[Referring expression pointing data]
╔══

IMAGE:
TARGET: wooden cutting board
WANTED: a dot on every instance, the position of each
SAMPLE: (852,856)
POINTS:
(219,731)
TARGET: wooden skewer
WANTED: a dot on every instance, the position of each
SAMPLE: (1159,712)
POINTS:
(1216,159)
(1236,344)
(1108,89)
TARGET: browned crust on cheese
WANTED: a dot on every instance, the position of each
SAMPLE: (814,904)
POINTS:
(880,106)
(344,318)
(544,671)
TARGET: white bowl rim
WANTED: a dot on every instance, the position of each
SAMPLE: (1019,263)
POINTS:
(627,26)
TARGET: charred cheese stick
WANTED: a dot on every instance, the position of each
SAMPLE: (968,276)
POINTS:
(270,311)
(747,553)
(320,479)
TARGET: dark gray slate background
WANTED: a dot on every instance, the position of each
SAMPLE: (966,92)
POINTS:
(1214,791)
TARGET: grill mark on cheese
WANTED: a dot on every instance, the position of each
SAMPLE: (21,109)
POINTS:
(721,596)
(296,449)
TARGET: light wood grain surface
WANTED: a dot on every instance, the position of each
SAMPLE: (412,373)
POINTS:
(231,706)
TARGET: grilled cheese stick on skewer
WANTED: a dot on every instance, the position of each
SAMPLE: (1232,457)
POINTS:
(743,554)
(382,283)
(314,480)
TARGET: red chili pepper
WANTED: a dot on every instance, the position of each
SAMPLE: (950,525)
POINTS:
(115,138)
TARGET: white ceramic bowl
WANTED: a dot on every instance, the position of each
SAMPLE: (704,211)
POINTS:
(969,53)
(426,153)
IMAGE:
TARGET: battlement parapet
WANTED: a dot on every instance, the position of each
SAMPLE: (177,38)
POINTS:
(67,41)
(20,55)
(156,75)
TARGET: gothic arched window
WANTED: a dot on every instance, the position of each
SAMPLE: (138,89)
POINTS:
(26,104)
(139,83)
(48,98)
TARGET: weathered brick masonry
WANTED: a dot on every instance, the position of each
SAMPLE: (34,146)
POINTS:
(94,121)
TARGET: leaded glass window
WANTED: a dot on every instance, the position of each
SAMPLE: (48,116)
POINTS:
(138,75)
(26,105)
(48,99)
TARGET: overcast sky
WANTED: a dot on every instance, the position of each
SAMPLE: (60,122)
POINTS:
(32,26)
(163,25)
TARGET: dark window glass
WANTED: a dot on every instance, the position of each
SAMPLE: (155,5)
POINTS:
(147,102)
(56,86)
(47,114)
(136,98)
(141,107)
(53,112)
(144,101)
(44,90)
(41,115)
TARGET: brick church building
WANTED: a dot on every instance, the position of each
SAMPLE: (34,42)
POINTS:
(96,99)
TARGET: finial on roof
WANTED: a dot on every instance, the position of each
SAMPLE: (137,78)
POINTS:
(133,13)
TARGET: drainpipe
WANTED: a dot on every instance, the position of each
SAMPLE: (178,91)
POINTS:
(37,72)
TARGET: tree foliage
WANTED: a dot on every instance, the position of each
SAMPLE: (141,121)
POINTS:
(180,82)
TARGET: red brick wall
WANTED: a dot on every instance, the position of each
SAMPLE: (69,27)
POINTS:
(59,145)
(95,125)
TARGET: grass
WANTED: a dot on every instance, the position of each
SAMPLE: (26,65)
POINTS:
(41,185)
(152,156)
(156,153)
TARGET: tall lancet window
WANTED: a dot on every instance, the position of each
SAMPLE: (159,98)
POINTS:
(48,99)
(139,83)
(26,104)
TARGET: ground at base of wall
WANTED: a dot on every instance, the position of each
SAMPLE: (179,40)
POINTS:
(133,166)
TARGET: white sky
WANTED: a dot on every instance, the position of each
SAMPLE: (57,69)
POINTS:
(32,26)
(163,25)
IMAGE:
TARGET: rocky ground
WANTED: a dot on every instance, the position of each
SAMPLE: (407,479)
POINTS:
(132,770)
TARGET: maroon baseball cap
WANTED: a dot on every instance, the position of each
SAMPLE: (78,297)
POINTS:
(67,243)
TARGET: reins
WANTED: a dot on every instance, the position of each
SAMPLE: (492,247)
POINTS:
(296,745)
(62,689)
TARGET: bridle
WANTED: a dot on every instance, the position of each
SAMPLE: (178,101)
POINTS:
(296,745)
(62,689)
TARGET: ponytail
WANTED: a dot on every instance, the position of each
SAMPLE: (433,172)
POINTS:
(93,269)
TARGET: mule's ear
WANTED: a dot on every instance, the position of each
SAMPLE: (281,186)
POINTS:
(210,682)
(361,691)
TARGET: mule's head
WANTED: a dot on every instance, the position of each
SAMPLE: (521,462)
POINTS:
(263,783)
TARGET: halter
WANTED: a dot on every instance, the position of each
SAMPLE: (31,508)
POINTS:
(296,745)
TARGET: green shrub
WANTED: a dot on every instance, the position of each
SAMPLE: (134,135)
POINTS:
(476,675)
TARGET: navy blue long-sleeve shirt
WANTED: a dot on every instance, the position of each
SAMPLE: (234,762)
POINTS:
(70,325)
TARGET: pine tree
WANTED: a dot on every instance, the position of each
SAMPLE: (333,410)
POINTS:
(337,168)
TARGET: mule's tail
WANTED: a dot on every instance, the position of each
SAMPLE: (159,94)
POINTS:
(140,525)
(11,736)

╚══

- **Activity**
Return exactly, and only, the lines above starting at the line that contains "TARGET: overcast sky" and ending at the line that contains "TARGET: brick church building".

- **Exercise answer**
TARGET: overcast sky
WANTED: a dot on every instance, the position of each
SAMPLE: (60,122)
POINTS:
(32,26)
(163,25)
TARGET: dark window glass
WANTED: a dot on every instance, the position of each
SAMPLE: (155,5)
POINTS:
(147,102)
(56,86)
(47,114)
(136,98)
(141,107)
(53,112)
(144,101)
(44,90)
(41,115)
TARGET: brick church building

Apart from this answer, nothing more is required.